● What you will do
A) In the book review, to which city does the Andric family flee?
B) Set down the passage of the book review starting at "First, too-familiar tropes" and ending at "of Bruno (Hemon).", word for word.

● Document passage
§ §

Little Bastards in Springtime by Katja Rudolph

Author:  Katja Rudolph

Little Bastards in Springtime by Katja RudolphHanover, New Hampshire. Steerforth Press. 2015. ISBN 9781586422332.

Katja Rudolph’s Evergreen Award–nominated first novel follows the Serb-Croat Andric family—journalist father, pianist mother, teenage son, six-year-old twin daughters, and younger son, Jevrem, eleven—as the siege of Sarajevo destroys their happy lives, forcing them to flee to Toronto. Exploring how violence and diaspora shape youths who fight the status quo with their own misguided violence, Bastards promises a new thread in Balkan literature. But despite many lyrical passages, a solid plot framework, and historical accuracy, this ambitious novel reflects some unfortunate choices that diminish its power.

First, too-familiar tropes proliferate, for example Sarajevo as multiethnic paradise, music as resistance, grotesquely injured children, raping Serbs, disaffected youths, clueless westerners, and hippie sages. This distances the reader from Rudolph’s fictional universe, which lacks the singular images and nuanced stylistics of, say, Shards (Prcic), How the Soldier Repairs the Gramophone (Stanišić), or The Question of Bruno (Hemon).

§ §

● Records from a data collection
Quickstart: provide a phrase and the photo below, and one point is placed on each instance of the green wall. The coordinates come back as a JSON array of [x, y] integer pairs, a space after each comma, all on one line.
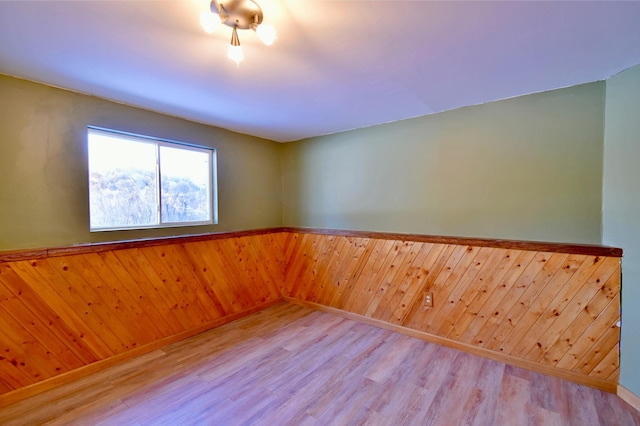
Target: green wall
[[43, 167], [525, 168], [621, 208]]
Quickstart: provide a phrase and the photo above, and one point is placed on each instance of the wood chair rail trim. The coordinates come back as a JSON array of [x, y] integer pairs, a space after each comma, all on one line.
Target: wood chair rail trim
[[568, 248]]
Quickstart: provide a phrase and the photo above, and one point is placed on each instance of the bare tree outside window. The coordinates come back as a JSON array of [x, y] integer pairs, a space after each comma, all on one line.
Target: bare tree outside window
[[143, 183]]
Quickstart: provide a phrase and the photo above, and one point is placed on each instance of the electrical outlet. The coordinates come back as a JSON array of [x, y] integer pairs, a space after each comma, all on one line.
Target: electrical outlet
[[428, 299]]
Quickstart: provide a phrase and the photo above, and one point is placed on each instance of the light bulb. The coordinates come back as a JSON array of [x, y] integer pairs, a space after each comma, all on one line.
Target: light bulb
[[235, 53], [209, 21], [267, 34]]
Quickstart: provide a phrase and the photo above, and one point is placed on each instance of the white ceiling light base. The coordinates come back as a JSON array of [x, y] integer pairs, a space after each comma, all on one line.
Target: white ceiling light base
[[237, 14]]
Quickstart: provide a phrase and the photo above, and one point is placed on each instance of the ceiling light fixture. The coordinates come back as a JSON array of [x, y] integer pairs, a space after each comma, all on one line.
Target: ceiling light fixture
[[237, 14]]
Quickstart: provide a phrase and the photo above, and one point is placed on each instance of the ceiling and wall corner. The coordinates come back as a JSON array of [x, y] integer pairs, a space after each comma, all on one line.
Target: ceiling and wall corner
[[336, 66], [621, 208], [341, 65]]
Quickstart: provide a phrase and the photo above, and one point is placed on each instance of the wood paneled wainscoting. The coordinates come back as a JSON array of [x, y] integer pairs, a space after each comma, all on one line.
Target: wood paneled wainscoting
[[552, 308], [68, 312], [72, 311]]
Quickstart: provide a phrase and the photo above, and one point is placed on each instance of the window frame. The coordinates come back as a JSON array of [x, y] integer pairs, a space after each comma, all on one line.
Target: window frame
[[159, 142]]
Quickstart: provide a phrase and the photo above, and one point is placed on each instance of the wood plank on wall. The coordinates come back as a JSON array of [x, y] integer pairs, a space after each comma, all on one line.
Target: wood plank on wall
[[64, 312], [67, 309], [552, 308]]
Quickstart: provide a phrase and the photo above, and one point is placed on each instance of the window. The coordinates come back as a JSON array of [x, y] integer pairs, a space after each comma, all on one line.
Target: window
[[138, 182]]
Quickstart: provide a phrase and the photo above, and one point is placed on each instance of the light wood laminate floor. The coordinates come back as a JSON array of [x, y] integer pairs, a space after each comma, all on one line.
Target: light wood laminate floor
[[290, 365]]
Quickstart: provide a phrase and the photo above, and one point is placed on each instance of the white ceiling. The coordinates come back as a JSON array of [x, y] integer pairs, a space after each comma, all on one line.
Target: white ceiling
[[337, 65]]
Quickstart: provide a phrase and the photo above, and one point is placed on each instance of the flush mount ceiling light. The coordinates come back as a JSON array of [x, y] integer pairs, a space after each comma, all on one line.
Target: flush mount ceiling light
[[239, 15]]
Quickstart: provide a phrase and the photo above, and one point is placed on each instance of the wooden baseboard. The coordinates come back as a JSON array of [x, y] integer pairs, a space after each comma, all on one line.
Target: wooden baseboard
[[507, 359], [629, 397], [36, 388]]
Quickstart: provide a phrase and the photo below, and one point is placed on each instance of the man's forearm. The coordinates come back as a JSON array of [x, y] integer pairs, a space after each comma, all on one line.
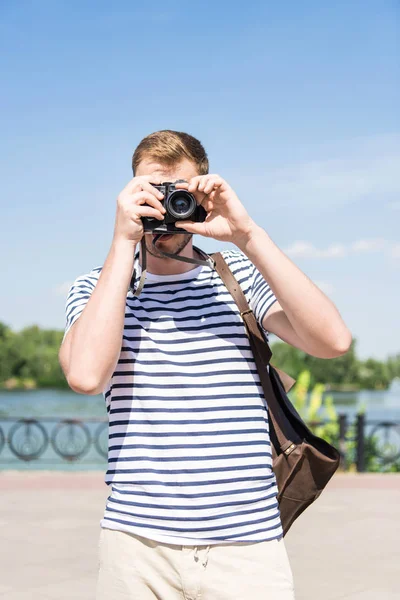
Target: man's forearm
[[96, 336], [311, 314]]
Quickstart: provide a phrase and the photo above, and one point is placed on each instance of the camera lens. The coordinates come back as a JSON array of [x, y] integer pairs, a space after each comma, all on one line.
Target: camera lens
[[181, 205]]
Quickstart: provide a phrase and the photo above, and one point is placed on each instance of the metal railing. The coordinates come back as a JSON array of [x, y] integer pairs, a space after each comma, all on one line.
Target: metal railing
[[366, 444]]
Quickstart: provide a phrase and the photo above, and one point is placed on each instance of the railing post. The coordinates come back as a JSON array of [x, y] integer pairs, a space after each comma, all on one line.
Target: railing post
[[342, 441], [361, 443]]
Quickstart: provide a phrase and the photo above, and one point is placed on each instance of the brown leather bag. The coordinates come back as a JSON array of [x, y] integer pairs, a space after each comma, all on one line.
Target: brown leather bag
[[302, 462]]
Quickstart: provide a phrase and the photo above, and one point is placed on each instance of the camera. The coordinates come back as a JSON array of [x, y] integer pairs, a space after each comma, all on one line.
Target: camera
[[180, 205]]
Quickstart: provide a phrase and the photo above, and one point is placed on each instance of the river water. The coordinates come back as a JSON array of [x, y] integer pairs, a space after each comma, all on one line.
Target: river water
[[56, 405]]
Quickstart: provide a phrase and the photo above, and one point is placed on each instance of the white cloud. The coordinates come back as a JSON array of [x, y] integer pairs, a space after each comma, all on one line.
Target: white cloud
[[356, 170], [63, 288], [302, 249], [373, 245], [395, 251]]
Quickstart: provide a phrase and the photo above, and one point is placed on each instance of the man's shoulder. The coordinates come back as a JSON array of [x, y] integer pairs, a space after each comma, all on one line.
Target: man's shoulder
[[236, 260], [89, 278]]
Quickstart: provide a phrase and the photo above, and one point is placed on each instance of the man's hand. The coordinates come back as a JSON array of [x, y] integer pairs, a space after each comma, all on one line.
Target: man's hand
[[227, 220], [138, 199]]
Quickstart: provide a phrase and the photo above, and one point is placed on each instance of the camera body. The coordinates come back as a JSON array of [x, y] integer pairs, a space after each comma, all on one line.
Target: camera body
[[180, 205]]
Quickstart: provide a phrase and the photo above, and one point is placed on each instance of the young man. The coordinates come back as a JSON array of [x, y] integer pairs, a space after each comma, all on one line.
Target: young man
[[192, 511]]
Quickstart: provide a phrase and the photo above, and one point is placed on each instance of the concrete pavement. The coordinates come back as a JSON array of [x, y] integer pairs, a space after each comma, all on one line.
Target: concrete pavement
[[346, 546]]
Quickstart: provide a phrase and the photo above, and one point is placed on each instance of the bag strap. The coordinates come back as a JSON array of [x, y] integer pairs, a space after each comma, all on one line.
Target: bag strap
[[260, 348]]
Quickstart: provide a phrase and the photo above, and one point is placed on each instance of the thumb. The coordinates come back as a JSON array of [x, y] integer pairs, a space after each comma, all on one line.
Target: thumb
[[191, 227]]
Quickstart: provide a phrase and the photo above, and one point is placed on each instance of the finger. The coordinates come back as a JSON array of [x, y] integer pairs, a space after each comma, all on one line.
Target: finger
[[192, 227], [203, 182], [147, 198], [147, 211], [145, 185], [182, 184], [210, 185], [194, 183]]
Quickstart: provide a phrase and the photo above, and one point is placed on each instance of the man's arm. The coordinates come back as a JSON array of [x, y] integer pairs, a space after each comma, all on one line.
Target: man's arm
[[91, 348], [303, 316]]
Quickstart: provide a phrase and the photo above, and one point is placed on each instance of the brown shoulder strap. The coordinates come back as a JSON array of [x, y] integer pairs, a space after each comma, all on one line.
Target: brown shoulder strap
[[260, 348]]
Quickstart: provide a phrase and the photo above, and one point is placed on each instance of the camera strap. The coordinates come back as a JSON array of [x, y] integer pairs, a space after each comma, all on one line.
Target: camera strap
[[207, 261]]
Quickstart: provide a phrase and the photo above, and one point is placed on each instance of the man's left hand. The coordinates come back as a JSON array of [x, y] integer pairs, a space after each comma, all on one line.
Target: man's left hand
[[227, 220]]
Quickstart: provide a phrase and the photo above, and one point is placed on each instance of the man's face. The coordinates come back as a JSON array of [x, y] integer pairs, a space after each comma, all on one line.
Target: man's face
[[175, 243]]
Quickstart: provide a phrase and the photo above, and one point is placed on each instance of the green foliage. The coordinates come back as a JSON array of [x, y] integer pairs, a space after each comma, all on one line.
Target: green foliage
[[346, 371], [29, 358], [313, 407]]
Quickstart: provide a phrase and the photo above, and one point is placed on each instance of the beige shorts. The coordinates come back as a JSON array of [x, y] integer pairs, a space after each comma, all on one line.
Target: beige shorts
[[132, 567]]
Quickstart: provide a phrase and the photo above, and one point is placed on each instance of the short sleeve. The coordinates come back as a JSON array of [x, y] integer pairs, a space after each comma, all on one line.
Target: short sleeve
[[258, 294], [261, 296], [78, 296]]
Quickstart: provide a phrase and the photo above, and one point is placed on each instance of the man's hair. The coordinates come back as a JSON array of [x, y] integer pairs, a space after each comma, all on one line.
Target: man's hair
[[169, 148]]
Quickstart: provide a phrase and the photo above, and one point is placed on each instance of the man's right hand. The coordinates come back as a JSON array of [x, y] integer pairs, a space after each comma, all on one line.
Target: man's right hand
[[138, 199]]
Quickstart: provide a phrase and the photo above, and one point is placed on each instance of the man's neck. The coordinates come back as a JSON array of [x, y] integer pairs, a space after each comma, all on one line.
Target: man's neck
[[170, 266]]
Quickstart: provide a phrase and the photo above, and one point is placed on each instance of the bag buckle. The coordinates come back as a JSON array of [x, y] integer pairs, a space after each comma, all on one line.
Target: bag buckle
[[290, 449]]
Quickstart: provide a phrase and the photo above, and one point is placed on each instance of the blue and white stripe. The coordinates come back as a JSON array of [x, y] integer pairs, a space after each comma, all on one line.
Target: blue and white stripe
[[189, 457]]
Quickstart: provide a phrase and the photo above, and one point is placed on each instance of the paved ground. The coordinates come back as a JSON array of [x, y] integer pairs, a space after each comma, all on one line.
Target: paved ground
[[345, 546]]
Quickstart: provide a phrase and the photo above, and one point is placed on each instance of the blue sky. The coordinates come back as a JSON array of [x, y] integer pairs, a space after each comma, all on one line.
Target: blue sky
[[296, 104]]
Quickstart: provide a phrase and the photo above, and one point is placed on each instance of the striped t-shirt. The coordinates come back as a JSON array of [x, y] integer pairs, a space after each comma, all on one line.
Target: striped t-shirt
[[189, 457]]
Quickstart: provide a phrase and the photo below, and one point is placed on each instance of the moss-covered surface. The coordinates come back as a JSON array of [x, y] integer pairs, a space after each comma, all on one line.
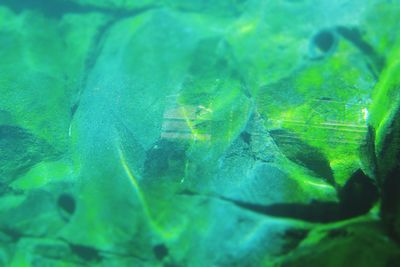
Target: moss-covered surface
[[199, 133]]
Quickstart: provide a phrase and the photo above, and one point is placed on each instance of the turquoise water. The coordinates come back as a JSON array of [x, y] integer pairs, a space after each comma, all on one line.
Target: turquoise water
[[199, 133]]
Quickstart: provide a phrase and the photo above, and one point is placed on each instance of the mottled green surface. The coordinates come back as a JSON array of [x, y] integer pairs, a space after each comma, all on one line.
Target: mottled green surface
[[182, 133]]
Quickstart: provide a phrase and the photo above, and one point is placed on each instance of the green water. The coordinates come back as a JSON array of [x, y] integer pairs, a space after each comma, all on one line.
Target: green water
[[182, 133]]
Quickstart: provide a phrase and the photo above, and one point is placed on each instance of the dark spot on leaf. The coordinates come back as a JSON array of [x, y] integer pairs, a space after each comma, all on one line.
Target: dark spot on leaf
[[67, 203]]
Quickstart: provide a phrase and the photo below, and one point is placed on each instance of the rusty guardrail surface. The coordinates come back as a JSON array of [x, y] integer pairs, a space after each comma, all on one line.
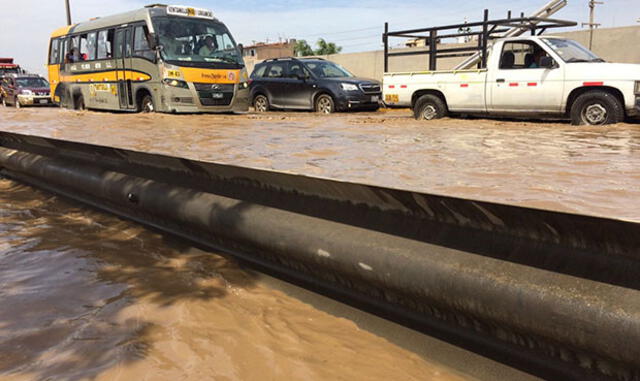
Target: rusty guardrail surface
[[553, 293]]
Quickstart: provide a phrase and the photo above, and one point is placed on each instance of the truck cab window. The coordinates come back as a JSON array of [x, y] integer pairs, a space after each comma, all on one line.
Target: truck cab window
[[521, 55]]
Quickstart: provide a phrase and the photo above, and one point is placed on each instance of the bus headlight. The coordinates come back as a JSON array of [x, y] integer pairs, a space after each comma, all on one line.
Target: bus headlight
[[175, 83]]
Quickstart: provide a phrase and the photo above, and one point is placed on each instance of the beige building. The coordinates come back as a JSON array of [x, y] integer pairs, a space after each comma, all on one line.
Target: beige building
[[264, 51]]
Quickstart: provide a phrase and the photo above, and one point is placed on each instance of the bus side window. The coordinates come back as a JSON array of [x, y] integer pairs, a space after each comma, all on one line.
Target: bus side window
[[83, 47], [105, 44], [91, 46], [141, 43], [54, 52]]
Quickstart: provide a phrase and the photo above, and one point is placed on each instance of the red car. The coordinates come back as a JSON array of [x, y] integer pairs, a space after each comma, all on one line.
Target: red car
[[25, 90]]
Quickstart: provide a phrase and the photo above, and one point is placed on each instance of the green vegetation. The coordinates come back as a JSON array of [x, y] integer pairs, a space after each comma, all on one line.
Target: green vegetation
[[302, 48]]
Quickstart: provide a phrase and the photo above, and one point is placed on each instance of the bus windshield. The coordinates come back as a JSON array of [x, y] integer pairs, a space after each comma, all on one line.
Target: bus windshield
[[32, 82], [197, 42]]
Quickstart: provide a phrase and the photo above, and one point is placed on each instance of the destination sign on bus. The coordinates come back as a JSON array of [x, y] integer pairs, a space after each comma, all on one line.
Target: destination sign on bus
[[178, 10]]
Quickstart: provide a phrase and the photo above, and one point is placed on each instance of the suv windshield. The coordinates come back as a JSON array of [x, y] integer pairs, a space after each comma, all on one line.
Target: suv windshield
[[199, 42], [326, 69], [571, 51], [31, 82]]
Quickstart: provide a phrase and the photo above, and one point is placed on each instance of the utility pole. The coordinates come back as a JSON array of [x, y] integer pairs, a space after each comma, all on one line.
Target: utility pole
[[592, 25], [66, 2]]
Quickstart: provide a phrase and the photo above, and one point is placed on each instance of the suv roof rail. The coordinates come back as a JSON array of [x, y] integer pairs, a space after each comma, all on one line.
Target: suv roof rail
[[294, 58]]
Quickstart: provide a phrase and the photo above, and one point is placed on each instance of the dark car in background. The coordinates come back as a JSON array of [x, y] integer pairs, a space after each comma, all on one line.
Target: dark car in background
[[25, 90], [311, 84]]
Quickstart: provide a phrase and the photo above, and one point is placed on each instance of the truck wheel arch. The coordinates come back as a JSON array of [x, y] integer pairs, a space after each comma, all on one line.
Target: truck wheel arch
[[575, 93], [419, 93]]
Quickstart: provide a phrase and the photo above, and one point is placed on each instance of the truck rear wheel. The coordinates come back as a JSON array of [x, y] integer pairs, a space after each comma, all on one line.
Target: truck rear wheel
[[596, 108], [429, 107]]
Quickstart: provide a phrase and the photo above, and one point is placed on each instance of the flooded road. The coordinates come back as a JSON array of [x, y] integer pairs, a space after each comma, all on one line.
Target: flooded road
[[590, 170], [87, 296]]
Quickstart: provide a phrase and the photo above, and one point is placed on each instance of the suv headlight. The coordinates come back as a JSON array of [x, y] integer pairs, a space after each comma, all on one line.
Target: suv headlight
[[349, 87], [175, 83]]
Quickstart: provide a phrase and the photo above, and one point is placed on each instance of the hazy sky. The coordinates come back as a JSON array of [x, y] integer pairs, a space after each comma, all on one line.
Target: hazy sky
[[355, 25]]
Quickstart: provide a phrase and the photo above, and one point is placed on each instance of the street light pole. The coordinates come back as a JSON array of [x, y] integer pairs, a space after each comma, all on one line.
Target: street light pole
[[66, 2], [591, 23]]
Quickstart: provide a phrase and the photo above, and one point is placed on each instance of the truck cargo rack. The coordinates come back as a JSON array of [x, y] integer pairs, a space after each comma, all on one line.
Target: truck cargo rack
[[483, 31]]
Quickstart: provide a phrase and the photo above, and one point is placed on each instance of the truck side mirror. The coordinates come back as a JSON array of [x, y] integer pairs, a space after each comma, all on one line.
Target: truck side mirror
[[547, 62]]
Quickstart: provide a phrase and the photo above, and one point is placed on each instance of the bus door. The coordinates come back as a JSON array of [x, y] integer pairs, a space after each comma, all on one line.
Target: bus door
[[123, 52]]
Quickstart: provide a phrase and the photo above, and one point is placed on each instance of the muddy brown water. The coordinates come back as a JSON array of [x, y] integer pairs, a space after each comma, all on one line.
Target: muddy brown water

§ §

● Results for the exercise
A) Toronto

B)
First, too-familiar tropes proliferate, for example Sarajevo as multiethnic paradise, music as resistance, grotesquely injured children, raping Serbs, disaffected youths, clueless westerners, and hippie sages. This distances the reader from Rudolph’s fictional universe, which lacks the singular images and nuanced stylistics of, say, Shards (Prcic), How the Soldier Repairs the Gramophone (Stanišić), or The Question of Bruno (Hemon).